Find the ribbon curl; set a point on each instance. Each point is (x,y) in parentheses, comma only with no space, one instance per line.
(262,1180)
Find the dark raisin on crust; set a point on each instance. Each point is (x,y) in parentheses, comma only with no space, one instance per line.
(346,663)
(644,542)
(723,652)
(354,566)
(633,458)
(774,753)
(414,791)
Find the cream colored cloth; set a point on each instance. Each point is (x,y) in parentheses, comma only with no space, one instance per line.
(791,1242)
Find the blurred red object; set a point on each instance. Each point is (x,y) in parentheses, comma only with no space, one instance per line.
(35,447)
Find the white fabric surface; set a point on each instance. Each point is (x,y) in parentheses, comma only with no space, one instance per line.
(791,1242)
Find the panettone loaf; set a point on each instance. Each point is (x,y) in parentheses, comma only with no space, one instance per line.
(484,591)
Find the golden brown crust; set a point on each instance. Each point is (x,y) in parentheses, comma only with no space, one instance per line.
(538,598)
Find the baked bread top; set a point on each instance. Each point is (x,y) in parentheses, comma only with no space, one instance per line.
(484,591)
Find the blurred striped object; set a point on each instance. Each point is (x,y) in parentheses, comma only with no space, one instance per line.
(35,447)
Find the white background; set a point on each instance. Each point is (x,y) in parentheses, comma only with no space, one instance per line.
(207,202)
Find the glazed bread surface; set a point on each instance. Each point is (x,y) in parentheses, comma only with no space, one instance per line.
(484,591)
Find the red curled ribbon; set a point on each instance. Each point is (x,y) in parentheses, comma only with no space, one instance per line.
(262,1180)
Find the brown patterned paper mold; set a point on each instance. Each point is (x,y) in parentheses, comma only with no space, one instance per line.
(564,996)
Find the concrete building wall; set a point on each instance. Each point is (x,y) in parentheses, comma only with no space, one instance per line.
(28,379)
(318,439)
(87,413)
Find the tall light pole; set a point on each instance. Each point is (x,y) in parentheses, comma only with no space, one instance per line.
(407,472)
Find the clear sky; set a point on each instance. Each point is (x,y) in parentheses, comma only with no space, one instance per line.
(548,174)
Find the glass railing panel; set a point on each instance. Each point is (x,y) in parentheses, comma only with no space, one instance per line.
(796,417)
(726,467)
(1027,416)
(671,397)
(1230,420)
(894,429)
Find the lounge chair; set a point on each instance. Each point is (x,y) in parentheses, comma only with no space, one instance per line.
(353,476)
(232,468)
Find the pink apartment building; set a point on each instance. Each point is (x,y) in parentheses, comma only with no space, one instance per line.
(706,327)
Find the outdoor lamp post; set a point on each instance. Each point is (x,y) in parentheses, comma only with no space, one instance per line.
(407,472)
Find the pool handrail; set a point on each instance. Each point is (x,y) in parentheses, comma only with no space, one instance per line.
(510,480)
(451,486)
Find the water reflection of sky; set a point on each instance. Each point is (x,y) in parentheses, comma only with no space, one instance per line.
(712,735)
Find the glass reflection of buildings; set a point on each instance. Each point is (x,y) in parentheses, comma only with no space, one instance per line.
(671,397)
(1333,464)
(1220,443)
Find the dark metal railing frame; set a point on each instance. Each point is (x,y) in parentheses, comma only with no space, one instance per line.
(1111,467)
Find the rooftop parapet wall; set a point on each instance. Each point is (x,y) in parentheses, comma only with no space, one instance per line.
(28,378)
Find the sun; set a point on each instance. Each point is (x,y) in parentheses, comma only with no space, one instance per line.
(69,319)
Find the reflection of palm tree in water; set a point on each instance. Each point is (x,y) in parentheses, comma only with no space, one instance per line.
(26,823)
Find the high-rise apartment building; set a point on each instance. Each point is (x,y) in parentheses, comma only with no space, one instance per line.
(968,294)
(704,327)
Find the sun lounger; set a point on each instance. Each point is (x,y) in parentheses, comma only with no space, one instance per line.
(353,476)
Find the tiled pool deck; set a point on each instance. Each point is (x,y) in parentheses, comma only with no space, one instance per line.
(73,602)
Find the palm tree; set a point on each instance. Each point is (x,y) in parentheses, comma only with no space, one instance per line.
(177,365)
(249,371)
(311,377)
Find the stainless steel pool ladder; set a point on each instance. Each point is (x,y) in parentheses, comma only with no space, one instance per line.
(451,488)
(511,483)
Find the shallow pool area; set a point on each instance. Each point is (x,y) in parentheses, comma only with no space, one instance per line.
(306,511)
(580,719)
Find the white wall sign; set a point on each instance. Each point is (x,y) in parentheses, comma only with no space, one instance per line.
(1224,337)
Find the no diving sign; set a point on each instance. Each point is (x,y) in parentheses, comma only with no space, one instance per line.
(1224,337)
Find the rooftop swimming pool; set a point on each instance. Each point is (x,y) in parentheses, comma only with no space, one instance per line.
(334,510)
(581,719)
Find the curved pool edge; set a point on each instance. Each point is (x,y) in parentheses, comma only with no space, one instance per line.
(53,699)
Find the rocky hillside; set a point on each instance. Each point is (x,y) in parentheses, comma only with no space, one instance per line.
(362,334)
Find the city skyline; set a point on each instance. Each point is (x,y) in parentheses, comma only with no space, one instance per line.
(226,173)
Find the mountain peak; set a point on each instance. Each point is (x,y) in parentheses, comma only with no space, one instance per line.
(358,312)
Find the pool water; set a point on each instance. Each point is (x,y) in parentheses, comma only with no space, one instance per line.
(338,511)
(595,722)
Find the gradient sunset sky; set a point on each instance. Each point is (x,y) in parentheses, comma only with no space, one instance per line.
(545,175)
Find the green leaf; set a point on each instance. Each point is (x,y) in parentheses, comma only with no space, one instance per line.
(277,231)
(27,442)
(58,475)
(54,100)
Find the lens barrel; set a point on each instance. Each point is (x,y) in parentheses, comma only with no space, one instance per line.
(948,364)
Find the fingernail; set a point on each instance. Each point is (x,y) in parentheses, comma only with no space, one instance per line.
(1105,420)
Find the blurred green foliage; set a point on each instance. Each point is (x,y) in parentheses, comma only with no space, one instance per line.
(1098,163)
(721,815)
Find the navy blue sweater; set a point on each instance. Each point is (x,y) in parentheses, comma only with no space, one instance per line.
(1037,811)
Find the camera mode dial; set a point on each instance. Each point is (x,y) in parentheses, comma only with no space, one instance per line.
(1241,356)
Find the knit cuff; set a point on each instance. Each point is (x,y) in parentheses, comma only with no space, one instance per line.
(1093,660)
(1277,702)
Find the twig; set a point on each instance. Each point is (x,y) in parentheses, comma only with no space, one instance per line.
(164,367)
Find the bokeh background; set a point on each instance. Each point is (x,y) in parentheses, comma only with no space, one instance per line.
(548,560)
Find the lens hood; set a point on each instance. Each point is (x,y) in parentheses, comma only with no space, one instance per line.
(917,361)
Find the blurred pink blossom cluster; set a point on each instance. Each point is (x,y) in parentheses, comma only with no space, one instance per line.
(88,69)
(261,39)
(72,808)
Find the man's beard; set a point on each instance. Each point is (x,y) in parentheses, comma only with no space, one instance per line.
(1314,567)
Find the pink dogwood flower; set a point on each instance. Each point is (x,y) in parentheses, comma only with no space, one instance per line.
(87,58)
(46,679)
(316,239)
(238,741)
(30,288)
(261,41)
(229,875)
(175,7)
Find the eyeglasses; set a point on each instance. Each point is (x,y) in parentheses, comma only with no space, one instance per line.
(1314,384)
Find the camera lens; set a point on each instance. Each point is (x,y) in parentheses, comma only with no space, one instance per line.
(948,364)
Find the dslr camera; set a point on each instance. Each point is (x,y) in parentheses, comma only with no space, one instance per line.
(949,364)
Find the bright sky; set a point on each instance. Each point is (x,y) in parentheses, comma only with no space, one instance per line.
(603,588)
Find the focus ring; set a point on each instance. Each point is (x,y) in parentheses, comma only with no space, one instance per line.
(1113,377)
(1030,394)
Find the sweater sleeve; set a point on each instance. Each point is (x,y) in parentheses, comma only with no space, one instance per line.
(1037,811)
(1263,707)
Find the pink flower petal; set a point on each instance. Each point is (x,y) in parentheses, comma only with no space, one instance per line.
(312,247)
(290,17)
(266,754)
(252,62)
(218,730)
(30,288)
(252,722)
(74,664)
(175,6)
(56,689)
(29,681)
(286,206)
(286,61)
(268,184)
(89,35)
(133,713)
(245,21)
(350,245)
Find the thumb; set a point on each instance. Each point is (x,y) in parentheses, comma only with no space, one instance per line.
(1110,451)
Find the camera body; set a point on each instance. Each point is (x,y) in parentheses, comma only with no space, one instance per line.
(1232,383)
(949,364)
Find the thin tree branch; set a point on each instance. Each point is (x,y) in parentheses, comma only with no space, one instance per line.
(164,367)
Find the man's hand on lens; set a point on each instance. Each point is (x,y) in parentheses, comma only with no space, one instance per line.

§ §

* WHAT TO DO:
Turn the lines of the records from the line containing "Find the thin" through the end of the records into a numbered list, leaving out any blank lines.

* SOLVED PROBLEM:
1. Find the thin tree branch; set a point on each instance. Each point is (x,y) in parentheses, comma only with no space, one instance per line.
2. (164,367)
3. Find the man's hand on lens; set a point on each instance. Each point is (x,y) in parentheses, comma only with no space, one instance per line.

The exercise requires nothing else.